__Page extract__.
Final Fridays
In which I share an event I look forward to each month...
Picture it, fall of 2022. I’m working remotely for the first time in my career on a small project with three other people and an overseeing manager. I’m going a bit crazy, used to being surrounded by people at work that I work with directly or indirectly. I go into the big corporate office with its open workspaces you had to reserve a spot in, free fizzy water, and great views of the Potomac to at least be near other people, but I’m just some stranger to them who’s working in the office that day. I try to engage others, starting small talk conversations as we wait for the microwave or in the elevator, but they’re brief, everyone rushing to get back to work or chatting with those they already know. If anything, my in-office days feel emptier than those I do from home. Turns out, I may often find it hard to focus when there’s constant movement, chatter, distraction in the workplace, but I need to be around people. People who are not just my husband and daughter.
(Not my actual work location in-office back then, but you get the idea. Big, open workspaces with almost no one in a permanent spot, just there for the day or hour.)
Back when Lizzy was littler, I’d get together about once a month with other moms with kids in the same preschool she was at, but they fell to the side once they started at different elementary schools right before COVID hit. So, I came up with an idea to start a happy hour with other women in the area. As an engineer, plenty of my life was in mostly male settings and figured other women would want a chance to discuss careers and parenting. I’d reach out to anyone I knew in the area from the neighborhood or work or whatever to join. Nothing formal, just hanging out.
I wanted it to be monthly at a roughly regular day and time, the place changing to wherever I felt like going that month. There’s a tradition in the military of an informal hang on the first Friday of the month, a time for service members and their families to get together to eat, catch up, and try not to do anything that winds up as a story for future First Fridays. But I’m not military and didn’t want to overlap with First Friday so chose, instead, to meet up on the last Friday of the month, Final Friday.
I set up a Facebook group and posted an invitation in some groups like my neighborhood Buy Nothing and one for Girl Scout leaders. Lots of folks joined the group; I think at the height of things we had 40 members in there, many of whom I’d never met. (We’ve since moved to email as some folks wanted to join but don’t use Facebook.)
We’ve met almost every month since. There have been cancellations for bad weather, illness, forgetting about it entirely, or no one really feeling like gathering for whatever reason. The group that comes is usually small, a handful of us grabbing a table at a brewery or restaurant to eat, drink, chat for a couple hours about whatever’s going on in our lives. There are some regulars, some who have never come but insist on staying on the list, some who come once a year. Parents of other Girl Scouts in the troop. Coworkers. Friends of friends. Neighbors I’d never have met, otherwise.
Even when I’m exhausted or don’t feel like being social, I’m so thankful I started this. I hope we keep going for years to come.

__What you need to do__. Write out the Final Fridays post word for word, from "I set up a Facebook" up to and including "don’t use Facebook.)".

__Supplied information__.
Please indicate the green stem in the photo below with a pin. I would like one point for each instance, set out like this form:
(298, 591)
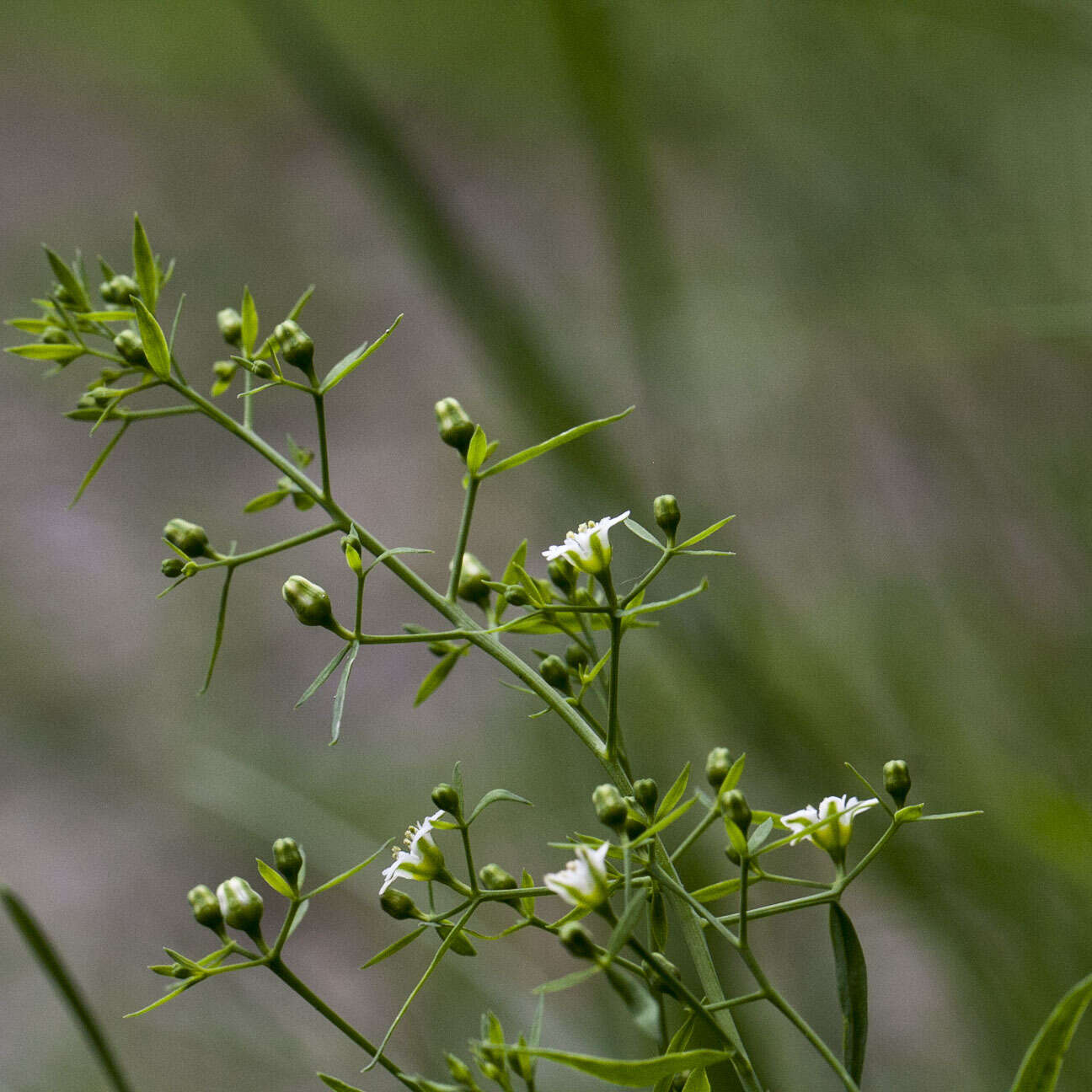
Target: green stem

__Result of this task__.
I set up a Facebook group and posted an invitation in some groups like my neighborhood Buy Nothing and one for Girl Scout leaders. Lots of folks joined the group; I think at the height of things we had 40 members in there, many of whom I’d never met. (We’ve since moved to email as some folks wanted to join but don’t use Facebook.)